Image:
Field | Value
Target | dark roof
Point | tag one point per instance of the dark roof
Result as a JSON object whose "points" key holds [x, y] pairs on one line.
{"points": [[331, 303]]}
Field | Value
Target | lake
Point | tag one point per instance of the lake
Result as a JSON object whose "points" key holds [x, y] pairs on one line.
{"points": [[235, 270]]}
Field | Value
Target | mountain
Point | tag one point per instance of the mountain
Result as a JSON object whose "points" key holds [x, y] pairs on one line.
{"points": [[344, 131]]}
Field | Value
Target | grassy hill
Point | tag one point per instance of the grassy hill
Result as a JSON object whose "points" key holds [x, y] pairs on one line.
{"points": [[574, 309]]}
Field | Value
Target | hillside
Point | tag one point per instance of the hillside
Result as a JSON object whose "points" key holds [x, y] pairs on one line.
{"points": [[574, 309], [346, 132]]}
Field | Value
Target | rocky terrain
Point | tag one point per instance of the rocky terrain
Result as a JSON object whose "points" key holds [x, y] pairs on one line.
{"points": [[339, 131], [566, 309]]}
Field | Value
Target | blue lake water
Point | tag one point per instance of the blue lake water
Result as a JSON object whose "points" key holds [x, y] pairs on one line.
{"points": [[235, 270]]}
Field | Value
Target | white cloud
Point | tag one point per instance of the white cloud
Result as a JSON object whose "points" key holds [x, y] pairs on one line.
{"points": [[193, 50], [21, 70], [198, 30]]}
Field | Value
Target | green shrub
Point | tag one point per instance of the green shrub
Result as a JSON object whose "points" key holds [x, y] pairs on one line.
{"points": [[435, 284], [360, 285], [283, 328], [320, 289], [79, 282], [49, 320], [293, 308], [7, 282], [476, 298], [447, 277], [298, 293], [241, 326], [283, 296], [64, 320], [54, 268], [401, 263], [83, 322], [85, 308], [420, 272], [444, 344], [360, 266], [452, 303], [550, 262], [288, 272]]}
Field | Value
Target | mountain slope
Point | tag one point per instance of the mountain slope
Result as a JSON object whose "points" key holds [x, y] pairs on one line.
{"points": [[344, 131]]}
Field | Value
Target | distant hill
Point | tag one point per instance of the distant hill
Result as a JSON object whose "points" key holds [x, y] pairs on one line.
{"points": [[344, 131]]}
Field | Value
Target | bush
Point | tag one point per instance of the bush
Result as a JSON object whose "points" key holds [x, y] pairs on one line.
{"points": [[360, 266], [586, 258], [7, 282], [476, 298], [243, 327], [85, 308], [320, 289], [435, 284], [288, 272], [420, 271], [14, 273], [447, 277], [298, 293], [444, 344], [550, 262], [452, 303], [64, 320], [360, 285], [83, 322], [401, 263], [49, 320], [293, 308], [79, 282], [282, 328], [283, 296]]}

=-=-=

#### [Challenge]
Give back all the data exactly as written.

#### [Answer to this problem]
Image:
Field | Value
Target | dark roof
Point | tag one point per instance of the dark roof
Result as a JSON object whose "points" key holds [x, y] pairs on one line.
{"points": [[331, 303]]}
Field | Value
Target | lake
Point | tag one point per instance of the lake
Result as a JSON object whose "points" key holds [x, y] pairs on one line.
{"points": [[235, 270]]}
Field | Value
Target | mountain
Point | tag one point per instance of the mountain
Result as a JSON object whose "points" key holds [x, y] pairs on one line.
{"points": [[344, 131]]}
Field | Value
Target | grassy hill
Point | tag one point per instance of the grassy hill
Result as a JSON object whose "points" key holds [x, y] pairs on one line.
{"points": [[574, 309]]}
Field | Value
Target | hillside
Point | tag one point per instance of the hillside
Result as a JSON object whose "points" key holds [x, y] pairs on one line.
{"points": [[574, 309], [346, 132]]}
Field | Value
Target | rocky terrain
Point | tag one point per instance of the rocky terrain
Result as a JSON object whose "points" key holds [x, y] pairs on one line.
{"points": [[339, 131], [566, 309]]}
Field | Value
Target | blue lake water
Point | tag one point per instance of the blue lake water
Result as a JSON object whose "points" key holds [x, y] pairs on one line.
{"points": [[235, 270]]}
Field | Value
Target | white cloud
Point | tag one point per instance of the white cloud
Result as a JSON object whose "points" key holds [x, y] pairs on one line.
{"points": [[193, 50], [21, 70], [198, 30]]}
Field | Value
Target | green shrub
Point | tag one point per instance of the green shrub
Result as a JSON object whose "points" key holds [x, y] pairs on one line.
{"points": [[435, 284], [360, 285], [283, 328], [320, 289], [79, 282], [49, 320], [293, 308], [7, 282], [476, 298], [447, 277], [298, 293], [241, 326], [283, 296], [64, 320], [54, 268], [401, 263], [83, 322], [85, 308], [420, 272], [444, 344], [360, 266], [452, 303], [550, 262], [288, 272]]}
Field | Value
Target | mountain slope
Point | tag one point per instance of the mountain slope
Result as a JSON object whose "points" key holds [x, y] pairs on one line.
{"points": [[344, 131]]}
Field | Value
Target | distant hill
Point | tag one point per instance of the distant hill
Result as a JSON object whose "points" key holds [x, y] pairs on one line.
{"points": [[344, 131]]}
Field | Value
Target | bush
Point | tag one point per instance of the bush
Result as a JSON object whose "points" key holds [x, y] pairs on one line.
{"points": [[360, 266], [586, 258], [7, 282], [476, 298], [243, 327], [85, 308], [320, 289], [435, 284], [288, 272], [420, 271], [14, 273], [447, 277], [298, 293], [444, 344], [550, 262], [452, 303], [64, 320], [360, 285], [83, 322], [401, 263], [49, 320], [293, 308], [79, 282], [282, 328], [283, 296]]}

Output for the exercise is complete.